• DESCRIPTION OF THE TASK:
An exact copy of all the data is required.

• SUPPLIED MATERIAL:
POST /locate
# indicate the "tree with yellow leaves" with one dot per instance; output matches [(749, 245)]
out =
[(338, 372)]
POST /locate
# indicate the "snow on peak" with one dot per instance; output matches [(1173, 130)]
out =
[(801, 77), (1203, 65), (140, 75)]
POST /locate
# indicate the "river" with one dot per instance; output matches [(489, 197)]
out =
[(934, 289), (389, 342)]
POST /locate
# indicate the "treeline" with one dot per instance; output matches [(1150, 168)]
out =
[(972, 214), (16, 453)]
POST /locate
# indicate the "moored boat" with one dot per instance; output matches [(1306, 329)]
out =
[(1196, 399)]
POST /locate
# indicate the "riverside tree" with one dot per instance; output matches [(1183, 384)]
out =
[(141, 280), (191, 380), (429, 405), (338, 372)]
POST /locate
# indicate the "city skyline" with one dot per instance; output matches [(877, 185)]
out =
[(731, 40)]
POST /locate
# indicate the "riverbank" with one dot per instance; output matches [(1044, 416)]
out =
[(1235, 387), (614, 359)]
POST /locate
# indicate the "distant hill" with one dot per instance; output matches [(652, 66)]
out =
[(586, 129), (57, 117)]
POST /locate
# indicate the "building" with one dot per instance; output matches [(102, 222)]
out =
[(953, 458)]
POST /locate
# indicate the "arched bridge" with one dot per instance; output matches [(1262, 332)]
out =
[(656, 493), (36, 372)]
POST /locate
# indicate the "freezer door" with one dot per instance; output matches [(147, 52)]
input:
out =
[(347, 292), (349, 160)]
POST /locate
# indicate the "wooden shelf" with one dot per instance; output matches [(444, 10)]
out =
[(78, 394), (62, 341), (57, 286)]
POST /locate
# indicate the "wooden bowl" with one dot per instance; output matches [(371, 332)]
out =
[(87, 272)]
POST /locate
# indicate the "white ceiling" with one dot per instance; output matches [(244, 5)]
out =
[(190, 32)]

• EXERCISE RESPONSE:
POST /locate
# indicate the "tree with yellow leaves" with one dot per instance; output matches [(749, 245)]
out =
[(338, 372)]
POST /locate
# indicate the "snow on peak" with one dot per instance; output matches [(1173, 130)]
out =
[(801, 77), (1203, 65), (140, 75)]
POST /locate
# indicate the "river" with one dot per instance; output matches [(489, 197)]
out =
[(934, 289), (389, 342)]
POST /locate
# indicate the "treeline" with one dot per instance; output matches [(1150, 168)]
out =
[(972, 214), (16, 453)]
POST /locate
# indicate the "moored boat" with one dot per instance; output matches [(1306, 329)]
out =
[(1196, 399)]
POST /locate
# indicate the "riverside tree" with one dot per instance; output matches [(1183, 384)]
out =
[(141, 280), (191, 380), (429, 405), (338, 372)]
POST /locate
# indicate the "city skyline" with one dot per instance; output matches [(877, 185)]
out =
[(731, 40)]
POST /locate
# indicate the "riverbank" with one dot per instance; output matches [(1044, 416)]
out =
[(1235, 387), (614, 359)]
POST /locate
# indicate the "distant hill" with one dot per instance; output matches [(652, 66)]
out =
[(586, 129), (57, 117)]
POST /locate
# indicate the "building" with one dot per instance; output matches [(102, 222)]
out =
[(953, 458)]
POST /locate
# indicate the "arched bridge" with one dot per instance; output matches [(1262, 332)]
out =
[(656, 493), (36, 372)]
POST /locate
# indicate the "freezer door" with one dot per instance; output matches [(147, 52)]
input:
out =
[(347, 292), (349, 160)]
POST /locate
# indicate the "wooden shelf" with one dot per instance; output matches [(444, 10)]
out =
[(78, 394), (62, 341), (57, 286)]
POST /locate
# indicate the "wooden bowl" with one dot per instance; output matches [(371, 332)]
out =
[(87, 272)]
POST /locate
# indicate the "white ceiling" with one dot per instance; output matches [(244, 5)]
out =
[(190, 32)]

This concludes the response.